### Task requirements
Return all the records, each one exactly as given.
[[ Data for analysis open ]]
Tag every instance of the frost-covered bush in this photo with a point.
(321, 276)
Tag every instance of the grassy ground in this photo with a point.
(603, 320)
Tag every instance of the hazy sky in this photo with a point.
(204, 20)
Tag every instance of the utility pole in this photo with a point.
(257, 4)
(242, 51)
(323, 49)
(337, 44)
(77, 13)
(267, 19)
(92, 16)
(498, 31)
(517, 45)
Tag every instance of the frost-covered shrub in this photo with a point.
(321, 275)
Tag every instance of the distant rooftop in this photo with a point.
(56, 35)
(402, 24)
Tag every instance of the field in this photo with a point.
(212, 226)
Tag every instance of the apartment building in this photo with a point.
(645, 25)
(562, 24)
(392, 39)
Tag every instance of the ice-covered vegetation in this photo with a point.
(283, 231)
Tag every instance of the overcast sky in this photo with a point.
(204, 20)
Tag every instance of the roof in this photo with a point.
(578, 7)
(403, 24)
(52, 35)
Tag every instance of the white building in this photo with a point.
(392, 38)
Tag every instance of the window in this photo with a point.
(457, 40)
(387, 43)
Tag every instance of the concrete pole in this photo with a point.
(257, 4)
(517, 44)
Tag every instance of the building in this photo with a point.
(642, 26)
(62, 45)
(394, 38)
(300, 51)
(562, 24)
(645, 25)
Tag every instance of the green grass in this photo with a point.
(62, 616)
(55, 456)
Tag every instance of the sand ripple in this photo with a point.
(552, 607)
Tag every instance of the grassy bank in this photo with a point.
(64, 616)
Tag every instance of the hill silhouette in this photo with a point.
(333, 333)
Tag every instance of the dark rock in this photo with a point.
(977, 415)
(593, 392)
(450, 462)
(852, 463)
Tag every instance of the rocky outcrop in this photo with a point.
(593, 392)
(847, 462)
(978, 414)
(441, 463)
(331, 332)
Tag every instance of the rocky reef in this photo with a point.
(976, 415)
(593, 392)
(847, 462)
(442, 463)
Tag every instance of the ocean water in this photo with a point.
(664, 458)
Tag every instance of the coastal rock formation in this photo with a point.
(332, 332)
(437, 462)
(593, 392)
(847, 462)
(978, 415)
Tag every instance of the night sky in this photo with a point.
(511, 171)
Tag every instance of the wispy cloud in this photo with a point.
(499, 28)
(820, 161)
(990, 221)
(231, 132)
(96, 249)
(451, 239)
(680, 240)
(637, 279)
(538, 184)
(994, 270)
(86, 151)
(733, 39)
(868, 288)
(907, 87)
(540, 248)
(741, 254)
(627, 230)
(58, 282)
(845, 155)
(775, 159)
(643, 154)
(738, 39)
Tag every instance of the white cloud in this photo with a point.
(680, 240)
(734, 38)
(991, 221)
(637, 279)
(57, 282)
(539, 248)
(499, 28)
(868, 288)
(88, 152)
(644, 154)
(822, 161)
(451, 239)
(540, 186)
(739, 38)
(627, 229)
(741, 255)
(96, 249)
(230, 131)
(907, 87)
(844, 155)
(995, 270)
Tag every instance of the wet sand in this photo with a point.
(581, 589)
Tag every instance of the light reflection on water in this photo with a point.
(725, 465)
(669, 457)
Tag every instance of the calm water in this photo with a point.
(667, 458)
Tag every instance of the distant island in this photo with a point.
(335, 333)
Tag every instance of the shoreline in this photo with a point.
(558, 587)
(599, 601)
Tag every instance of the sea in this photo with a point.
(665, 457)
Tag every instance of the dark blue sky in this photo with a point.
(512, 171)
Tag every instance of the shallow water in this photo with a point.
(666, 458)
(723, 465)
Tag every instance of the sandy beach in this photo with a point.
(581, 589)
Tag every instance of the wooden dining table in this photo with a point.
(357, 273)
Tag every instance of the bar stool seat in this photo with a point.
[[ Data for analysis closed ]]
### Solved problem
Tag every instance of the frost-covered bush in this photo with a point.
(321, 276)
Tag every instance of the grassy ground in this photo with a point.
(603, 320)
Tag every instance of the hazy sky in this photo with a point.
(204, 20)
Tag every instance of the utility pole in this photo with a point.
(257, 4)
(242, 51)
(323, 49)
(337, 44)
(77, 13)
(267, 19)
(92, 16)
(498, 31)
(517, 45)
Tag every instance of the frost-covered shrub in this photo with a point.
(321, 275)
Tag every instance of the distant rooftop in this photo with a point.
(56, 35)
(402, 24)
Tag every instance of the field in this photo with a point.
(212, 226)
Tag every instance of the apartment building in this photo with a point.
(645, 25)
(562, 24)
(392, 39)
Tag every instance of the ice-covered vegetation in this photo with a point.
(283, 231)
Tag every instance of the overcast sky in this photo with a point.
(204, 20)
Tag every instance of the roof in this photo with a point.
(578, 7)
(403, 24)
(52, 35)
Tag every instance of the white building in this photo with a point.
(392, 38)
Tag every instance of the window in this photo with a point.
(457, 40)
(387, 43)
Tag every instance of the concrete pole in this photo with a point.
(257, 4)
(517, 44)
Tag every instance of the building in this photo with a point.
(642, 26)
(62, 45)
(394, 38)
(300, 51)
(562, 24)
(645, 25)
Tag every instance of the green grass in this photo with a point.
(62, 616)
(55, 456)
Tag every instance of the sand ripple in this photo with a point.
(552, 607)
Tag every instance of the grassy bank in this photo with a point.
(64, 616)
Tag every instance of the hill silhouette in this photo with a point.
(333, 333)
Tag every instance of the dark rock in this photo with a point.
(977, 415)
(593, 392)
(450, 462)
(852, 463)
Tag every instance of the rocky outcrop in this photo with a point.
(593, 392)
(847, 462)
(978, 414)
(441, 463)
(331, 332)
Tag every instance of the rocky reef in this photo with a point.
(976, 415)
(593, 392)
(847, 462)
(442, 463)
Tag every instance of the ocean water in this photo with a point.
(664, 458)
Tag every instance of the coastal rock formation in this photo with a point.
(332, 332)
(437, 462)
(593, 392)
(847, 462)
(978, 415)
Tag every instance of the night sky in this photo with a point.
(511, 171)
Tag every instance of the wispy cloud in this photo with a point.
(499, 28)
(820, 161)
(990, 221)
(231, 132)
(96, 249)
(451, 239)
(680, 240)
(637, 279)
(538, 184)
(994, 270)
(86, 151)
(733, 39)
(868, 288)
(907, 87)
(540, 248)
(741, 254)
(627, 230)
(58, 282)
(845, 155)
(775, 159)
(643, 154)
(738, 39)
Tag every instance of the white cloud in this photo with a point.
(680, 240)
(734, 38)
(991, 221)
(637, 279)
(57, 282)
(539, 248)
(499, 28)
(868, 288)
(88, 152)
(644, 154)
(822, 161)
(451, 239)
(540, 186)
(739, 38)
(627, 229)
(741, 255)
(96, 249)
(230, 131)
(907, 87)
(844, 155)
(995, 270)
Tag every instance of the wet sand in this photo with a point.
(581, 589)
Tag every instance of the light reflection on water in this photo with a point.
(725, 465)
(669, 457)
Tag every instance of the calm water in this photo with a point.
(667, 458)
Tag every instance of the distant island in this photo with a point.
(335, 333)
Tag every instance of the shoreline in this photo with a point.
(558, 587)
(599, 601)
Tag every instance of the sea in this photo with a point.
(665, 457)
Tag every instance of the dark blue sky in this photo with a point.
(512, 171)
Tag every instance of the shallow water in this photo with a point.
(666, 458)
(723, 465)
Tag every instance of the sandy beach in this photo with a point.
(581, 589)
Tag every instance of the wooden dining table in this photo with a point.
(357, 273)
Tag every instance of the bar stool seat in this photo with a point.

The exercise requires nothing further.